| Extrait du texte |
-- -- --

Pour toi, je suis la maîtresse, la fille de joie, la travailleuse du sexe, l’escorte, la pute. Tu ne vois aucun mal à notre relation secrète, tu en monnayes l’intimité. Je suis la fille ouverte qui t’aide à te déculpabiliser d’avoir ces pulsions que seule, moi, je peux assouvir.
Maintenant, j’aimerais me présenter. Je m’appelle Marie, j’ai 26 ans. J’ai commencé à me prostituer à 20 ans. J’ai grandi à la campagne, seule avec ma mère qui dansait pour nous faire vivre. Sans que je le veuille, dès l’âge de quatre ans, un homme a tracé le sillon qui m’a amené à faire le métier que je pratique.
Une des premières choses que j’ai apprises, c’est que la mesure de l’amour est égale à l’excitation que l’on procure. Et seul Dieu sait mon immense besoin d’amour ! Alors ça n’a pas été compliqué pour moi de devenir prostituée et d’être une des meilleures dans mon domaine. Avec toi, je perds mon identité ; j’ai perdu aussi le contact avec mon corps. Je ne m’appartiens plus. Le seul plaisir que je retire de notre relation est la vengeance de te faire payer pour tes bas instincts qui me font tant souffrir.
La prochaine fois que je te dis que j’aime ça… ne me crois pas, je me mens !
Aujourd’hui, toi et moi, c’est fini ! Je veux m’appartenir et ne plus oublier qui je suis. Parce que dans tes bras, je me trahis : je deviens mon propre agresseur.
Je suis une survivante de la traite humaine
Quand j’ai commencé dans la prostitution, c’était parce que je manquais d’argent pour acheter de la nourriture et payer mes comptes, pour moi et mes enfants.

-- -- --

Entrées enregistrées:
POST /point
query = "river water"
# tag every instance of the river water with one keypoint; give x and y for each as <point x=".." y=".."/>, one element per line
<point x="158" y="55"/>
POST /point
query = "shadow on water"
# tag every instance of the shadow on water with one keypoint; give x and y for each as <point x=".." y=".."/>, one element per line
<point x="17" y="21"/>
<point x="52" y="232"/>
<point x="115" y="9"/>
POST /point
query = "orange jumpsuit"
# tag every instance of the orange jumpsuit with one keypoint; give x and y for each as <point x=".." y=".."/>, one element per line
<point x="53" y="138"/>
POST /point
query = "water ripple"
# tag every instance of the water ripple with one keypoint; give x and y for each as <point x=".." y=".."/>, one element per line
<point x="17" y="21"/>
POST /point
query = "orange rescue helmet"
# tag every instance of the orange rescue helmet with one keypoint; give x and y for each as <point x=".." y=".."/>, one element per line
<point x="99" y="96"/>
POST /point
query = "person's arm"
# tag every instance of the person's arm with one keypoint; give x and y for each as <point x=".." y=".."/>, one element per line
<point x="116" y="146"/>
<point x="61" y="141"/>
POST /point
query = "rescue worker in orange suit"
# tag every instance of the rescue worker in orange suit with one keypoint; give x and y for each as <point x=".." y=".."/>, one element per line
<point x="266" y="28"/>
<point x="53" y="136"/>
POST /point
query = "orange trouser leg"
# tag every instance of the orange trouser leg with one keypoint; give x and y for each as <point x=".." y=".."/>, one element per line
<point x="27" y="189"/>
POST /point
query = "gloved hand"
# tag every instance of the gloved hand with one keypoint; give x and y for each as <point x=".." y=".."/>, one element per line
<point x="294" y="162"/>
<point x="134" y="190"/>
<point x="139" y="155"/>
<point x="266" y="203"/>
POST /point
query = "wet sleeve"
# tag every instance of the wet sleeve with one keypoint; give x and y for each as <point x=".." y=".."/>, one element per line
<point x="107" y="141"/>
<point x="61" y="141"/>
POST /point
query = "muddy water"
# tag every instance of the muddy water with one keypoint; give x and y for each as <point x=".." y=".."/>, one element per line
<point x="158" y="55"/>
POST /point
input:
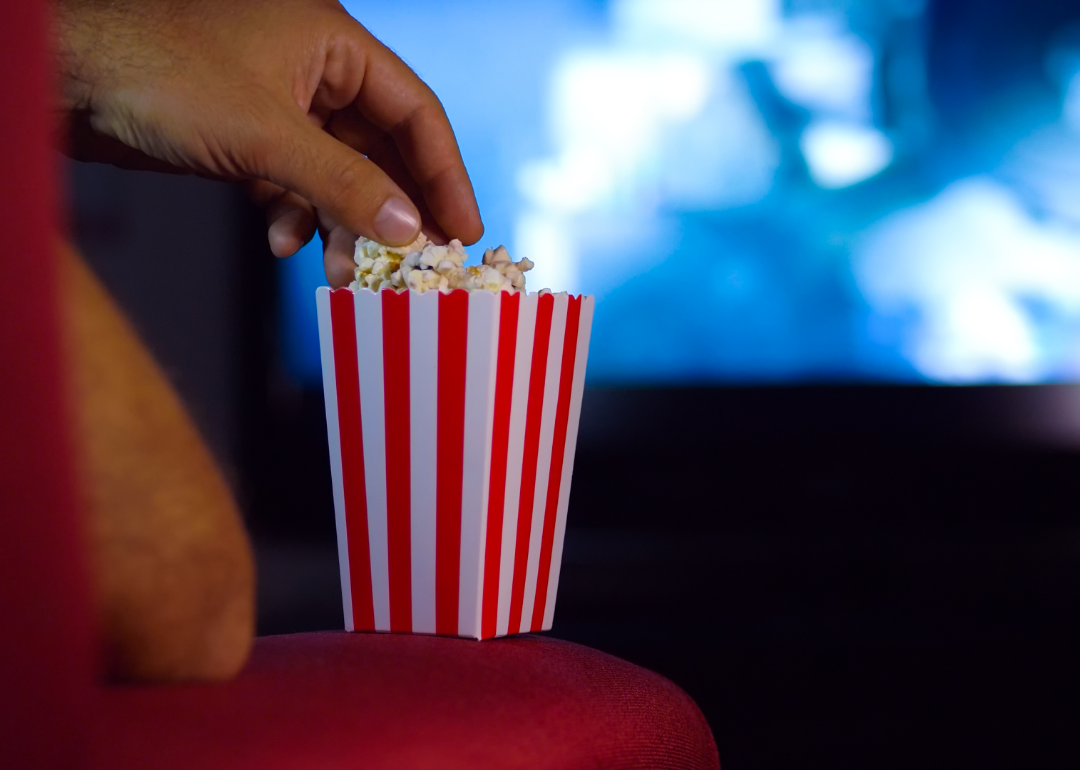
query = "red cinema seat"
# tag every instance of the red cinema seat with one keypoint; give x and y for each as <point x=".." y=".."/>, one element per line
<point x="325" y="701"/>
<point x="337" y="700"/>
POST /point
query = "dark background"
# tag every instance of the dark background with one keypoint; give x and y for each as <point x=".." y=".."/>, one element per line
<point x="844" y="577"/>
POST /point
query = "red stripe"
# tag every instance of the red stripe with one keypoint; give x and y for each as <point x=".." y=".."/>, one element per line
<point x="449" y="461"/>
<point x="350" y="430"/>
<point x="395" y="379"/>
<point x="540" y="345"/>
<point x="557" y="453"/>
<point x="500" y="446"/>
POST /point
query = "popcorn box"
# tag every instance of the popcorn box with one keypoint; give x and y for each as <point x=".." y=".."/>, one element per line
<point x="453" y="420"/>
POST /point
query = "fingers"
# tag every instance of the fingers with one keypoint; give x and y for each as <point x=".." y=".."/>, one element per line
<point x="339" y="244"/>
<point x="291" y="219"/>
<point x="400" y="104"/>
<point x="340" y="181"/>
<point x="351" y="127"/>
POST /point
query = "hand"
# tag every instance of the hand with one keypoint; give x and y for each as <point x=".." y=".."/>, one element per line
<point x="328" y="126"/>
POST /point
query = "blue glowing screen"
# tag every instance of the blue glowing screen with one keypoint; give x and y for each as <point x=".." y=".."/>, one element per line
<point x="766" y="191"/>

-- -- --

| Actions à réaliser |
**1.** Relevez tous les termes qui suivent « je suis » dans la première phrase du témoignage sur la prostitution.
**2.** Poursuivez le témoignage sur la prostitution après sa dernière phrase.

| Corrigé des exercices |
**1.** la maîtresse, la fille de joie, la travailleuse du sexe, l'escorte, la pute

**2.**
Rapidement, je me suis retrouvée maltraitée par l’agence d’escortes. Selon eux, pour garder ‘’ma place’’ je devais fournir davantage d’heures, ou moins, dépendamment de leurs désirs d’essayer d’autres femmes ou non.
J’ai changé d’agence malgré leurs menaces et je me suis alors retrouvée à devoir redonner plus de 50% de mes gains pour l’agence et pour un revendeur de drogue qui m’obligeait en collaboration avec cette agence à acheter de la drogue. Au début, je ne la consommais pas, et pas longtemps après je me suis mise à consommer cette drogue qu’ils m’obligeaient à acheter. Ils m’ont ainsi prise au piège. J’y retournais toujours, j’étais devenue accrochée à la drogue et j’avais peur d’eux.
Perte de la garde de mes enfants, séjours en psychiatrie, en prison, itinérance, tentatives de suicide, maltraitance de la part des policiers, de l’agence et des clients, perte d’estime, de confiance, la maladie, la dépendance grave aux drogues dures, l’intoxication involontaire au GHB, subir des viols, subir de la violence verbale- physique- matérielle- mentale et anomie sont des conséquences graves que j’ai vécues.
Rose Dufour m’a trouvée. J’étais presque morte. Elle a pris beaucoup de temps avec moi pour me parler de La Maison de Marthe. J’ai tout de suite senti de la confiance en elle et j’ai commencé à la fréquenter. J’ai appris que je ne suis pas la seule à vivre ces hauts et ces bas dans la sortie de la traite humaine et j’ai trouvé un sens à ma vie. Les intervenantes de La Maison de Marthe et Rose Dufour m’ont soutenues nuit et jour, semaines et fins de semaine. J’ai trouvé de nouvelles amies qui avaient elles aussi vécu la traite humaine. Par leur témoignage et leurs encouragements, elles m’ont donné la conviction que je pouvais moi aussi vivre sans crainte et m’épanouir.
Avec La Maison de Marthe, j’ai retrouvé mes forces, mes qualités, mes aptitudes. J’ai participé à plusieurs activités, les sorties, les ateliers-conférences et les ateliers de loisirs, le groupe d’entraide, les Assemblées générales et le Conseil d’Administration.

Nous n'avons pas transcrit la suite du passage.